• [Détails de la tâche]: Ajoutez 121 à chaque coordonnée des réponses, puis recopiez en entier, demandes comprises, uniquement les lignes qui vont de celle contenant « Target: distant monument » jusqu'à la dernière ligne fournie, bornes incluses.

+-------+

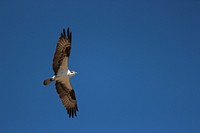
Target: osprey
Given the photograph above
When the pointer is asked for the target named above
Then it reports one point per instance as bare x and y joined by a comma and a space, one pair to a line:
62, 74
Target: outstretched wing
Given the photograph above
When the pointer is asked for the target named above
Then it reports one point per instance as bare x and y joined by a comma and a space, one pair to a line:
62, 52
67, 96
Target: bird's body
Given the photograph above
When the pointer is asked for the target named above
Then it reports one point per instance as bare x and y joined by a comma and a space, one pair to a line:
62, 74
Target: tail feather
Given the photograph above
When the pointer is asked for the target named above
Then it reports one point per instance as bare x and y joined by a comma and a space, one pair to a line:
47, 81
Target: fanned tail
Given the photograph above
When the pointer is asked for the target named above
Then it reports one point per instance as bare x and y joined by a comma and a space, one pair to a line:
47, 81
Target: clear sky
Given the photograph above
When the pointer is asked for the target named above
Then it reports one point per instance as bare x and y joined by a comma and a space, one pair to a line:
138, 65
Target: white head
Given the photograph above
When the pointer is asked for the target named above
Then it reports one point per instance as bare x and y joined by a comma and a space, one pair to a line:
72, 73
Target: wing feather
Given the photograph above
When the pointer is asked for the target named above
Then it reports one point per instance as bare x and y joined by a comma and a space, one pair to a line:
67, 96
62, 52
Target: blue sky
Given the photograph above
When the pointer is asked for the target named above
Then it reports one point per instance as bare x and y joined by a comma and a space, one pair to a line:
137, 62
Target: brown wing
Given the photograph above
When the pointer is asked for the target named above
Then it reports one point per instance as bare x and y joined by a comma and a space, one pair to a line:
62, 52
67, 96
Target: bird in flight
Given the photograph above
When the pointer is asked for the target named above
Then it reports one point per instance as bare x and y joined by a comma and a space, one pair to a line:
62, 74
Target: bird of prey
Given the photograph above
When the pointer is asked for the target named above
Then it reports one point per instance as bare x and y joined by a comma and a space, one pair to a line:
62, 74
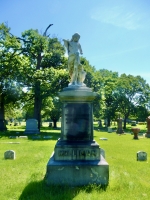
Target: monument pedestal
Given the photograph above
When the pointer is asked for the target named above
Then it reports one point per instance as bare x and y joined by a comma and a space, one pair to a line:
77, 158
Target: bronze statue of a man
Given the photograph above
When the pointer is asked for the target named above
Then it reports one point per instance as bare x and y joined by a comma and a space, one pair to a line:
76, 72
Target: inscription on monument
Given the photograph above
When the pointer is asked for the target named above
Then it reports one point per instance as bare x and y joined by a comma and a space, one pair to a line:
77, 124
76, 154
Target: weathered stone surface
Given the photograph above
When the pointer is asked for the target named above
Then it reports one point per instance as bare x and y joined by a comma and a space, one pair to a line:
77, 173
141, 156
32, 127
10, 154
77, 158
76, 151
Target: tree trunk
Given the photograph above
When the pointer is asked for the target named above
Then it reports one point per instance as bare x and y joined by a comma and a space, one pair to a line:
2, 114
37, 93
55, 123
37, 104
108, 121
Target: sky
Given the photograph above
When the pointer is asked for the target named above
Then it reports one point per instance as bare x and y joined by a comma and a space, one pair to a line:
115, 34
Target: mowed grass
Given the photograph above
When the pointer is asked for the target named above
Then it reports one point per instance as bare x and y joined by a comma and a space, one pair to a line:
23, 177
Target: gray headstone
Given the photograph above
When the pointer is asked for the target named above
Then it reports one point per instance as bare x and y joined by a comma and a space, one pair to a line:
32, 126
10, 154
109, 130
13, 137
47, 137
23, 137
141, 156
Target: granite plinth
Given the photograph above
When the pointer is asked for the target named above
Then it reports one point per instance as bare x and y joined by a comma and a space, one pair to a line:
65, 150
77, 173
77, 159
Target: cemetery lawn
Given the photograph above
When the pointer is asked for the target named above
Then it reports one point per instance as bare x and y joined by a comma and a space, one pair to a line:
22, 178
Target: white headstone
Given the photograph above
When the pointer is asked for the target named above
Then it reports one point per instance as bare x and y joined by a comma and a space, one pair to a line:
109, 130
141, 156
102, 152
32, 126
10, 154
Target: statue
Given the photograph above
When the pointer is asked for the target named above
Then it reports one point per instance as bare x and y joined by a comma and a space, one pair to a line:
76, 72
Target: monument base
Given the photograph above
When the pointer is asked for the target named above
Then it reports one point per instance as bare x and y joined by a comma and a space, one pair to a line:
29, 132
77, 173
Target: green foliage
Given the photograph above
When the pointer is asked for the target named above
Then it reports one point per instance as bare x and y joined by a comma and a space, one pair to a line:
128, 178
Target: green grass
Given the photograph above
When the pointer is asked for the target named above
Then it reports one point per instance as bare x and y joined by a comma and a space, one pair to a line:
22, 178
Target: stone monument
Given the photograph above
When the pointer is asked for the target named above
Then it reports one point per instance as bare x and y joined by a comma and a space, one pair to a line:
77, 159
119, 124
10, 154
32, 127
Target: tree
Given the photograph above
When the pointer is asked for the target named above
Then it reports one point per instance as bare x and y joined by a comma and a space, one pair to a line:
10, 62
131, 92
45, 55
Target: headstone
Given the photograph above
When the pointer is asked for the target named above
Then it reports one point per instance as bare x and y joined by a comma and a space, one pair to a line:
77, 159
13, 137
36, 137
103, 139
133, 123
135, 132
32, 127
109, 130
23, 136
10, 154
148, 127
119, 124
141, 156
47, 137
50, 124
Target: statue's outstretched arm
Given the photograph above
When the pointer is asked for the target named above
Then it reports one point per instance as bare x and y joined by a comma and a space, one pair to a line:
66, 44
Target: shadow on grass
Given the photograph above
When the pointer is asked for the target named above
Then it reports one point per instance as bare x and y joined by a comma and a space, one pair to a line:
40, 191
45, 134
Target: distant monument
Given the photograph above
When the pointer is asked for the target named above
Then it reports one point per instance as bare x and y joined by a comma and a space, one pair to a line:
77, 159
119, 126
76, 72
148, 127
32, 127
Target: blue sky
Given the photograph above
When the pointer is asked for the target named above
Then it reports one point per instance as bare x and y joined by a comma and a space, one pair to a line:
115, 34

+-------+

• [Résultat final]:
Target: distant monument
Given the photograph above
When the pointer is asked for the target named above
Then it reports one point per instance as bare x and y joined by a comma and a space, one pair to a line:
198, 280
240, 247
197, 193
269, 248
153, 248
Target: blue sky
Given the photograph above
When the pointer is asked for the target named above
Then it reports one point per instance as bare x and y joined by a comma and a space, one pair to a line:
236, 155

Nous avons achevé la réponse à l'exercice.